═══ Exercise text

Reconciling the definitions of polycystic ovary syndrome: the ovarian follicle number and serum anti-Müllerian hormone concentrations aggregate with the markers of hyperandrogenism.J Clin Endocrinol Metab. 2010 Sep; 95(9):4399-405.JC
It is still debated whether clinical and/or biological indices of hyperandrogenism (HA) should be present to qualify a patient as having polycystic ovary syndrome (PCOS). We hypothesized that excessive follicle number (FN) assessed by ovarian ultrasonography and/or serum anti-Müllerian hormone (AMH) concentrations may be used as surrogates for the classical markers of HA.
DESIGN AND METHODS
Data were obtained from a database of clinical, hormonal, and ultrasound features that were consecutively recorded in 270 women with PCOS (defined using the Rotterdam Criteria) and 217 infertile nonhyperandrogenic normoovulatory women. These variables were submitted to principal component analysis, a multivariable statistical procedure that transforms a number of possibly correlated variables into a smaller number of uncorrelated variables called principal components (PC). Variables that aggregate in the same PC capture the same information.
In the control group, as expected, three independent PCs were identified: 1) the markers of the metabolic (i.e. insulin resistance) status; 2) those of the androgen status; and 3) those of the follicle status. In the PCOS group, the metabolic variables also aggregated in a first PC. Ovarian androgen and follicle markers aggregated in a second independent PC, with FN and serum AMH having the strongest correlation coefficients. A third PC summarized the adrenal contribution to the HA of PCOS. In both groups, the free androgen index correlated equally to the first and second PCs.

══════
═══ Provided data

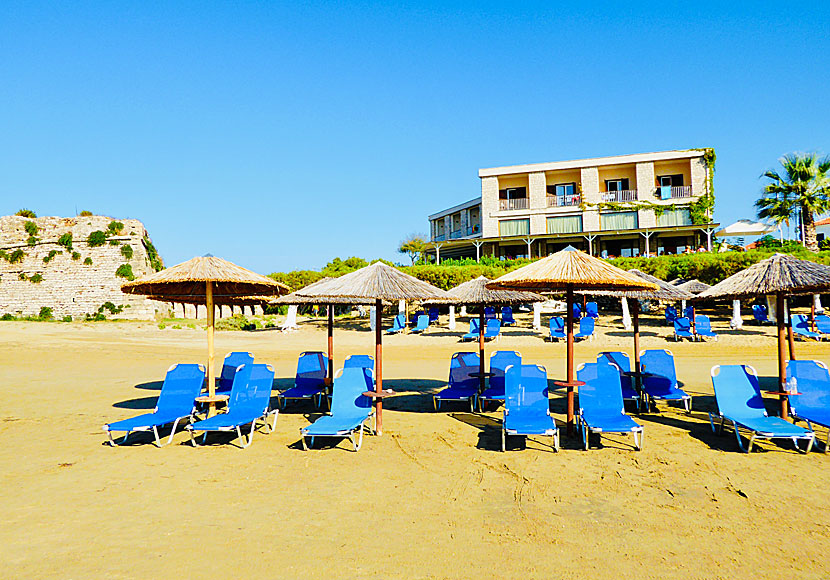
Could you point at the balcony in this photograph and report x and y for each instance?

══════

Tasks to carry out ->
a – From the polycystic ovary syndrome study text, extract the passage between "In the control" and "and second PCs.", inclusive.
b – Write what comes next in the polycystic ovary syndrome study text, picking up after its final sentence.

List of answers ->
a –
In the control group, as expected, three independent PCs were identified: 1) the markers of the metabolic (i.e. insulin resistance) status; 2) those of the androgen status; and 3) those of the follicle status. In the PCOS group, the metabolic variables also aggregated in a first PC. Ovarian androgen and follicle markers aggregated in a second independent PC, with FN and serum AMH having the strongest correlation coefficients. A third PC summarized the adrenal contribution to the HA of PCOS. In both groups, the free androgen index correlated equally to the first and second PCs.

b –
The similarity of the first PC between controls and PCOS supports the hypothesis that the metabolic anomaly of PCOS is neither intrinsic nor specific. Conversely, by gathering the androgen and follicle variables, the second PC in PCOS may be viewed as summarizing a specific ovarian anomaly. Because both FN and/or serum AMH were strongly correlated to the second PC along with androgens, they may be used equally as surrogates for the classical markers of ovarian HA. This reconciles the Rotterdam Consensus and other definitions for PCOS, especially in women having the Rotterdam PCOS phenotype without HA. We thus propose a simple strategy for the diagnosis of PCOS in clinical practice.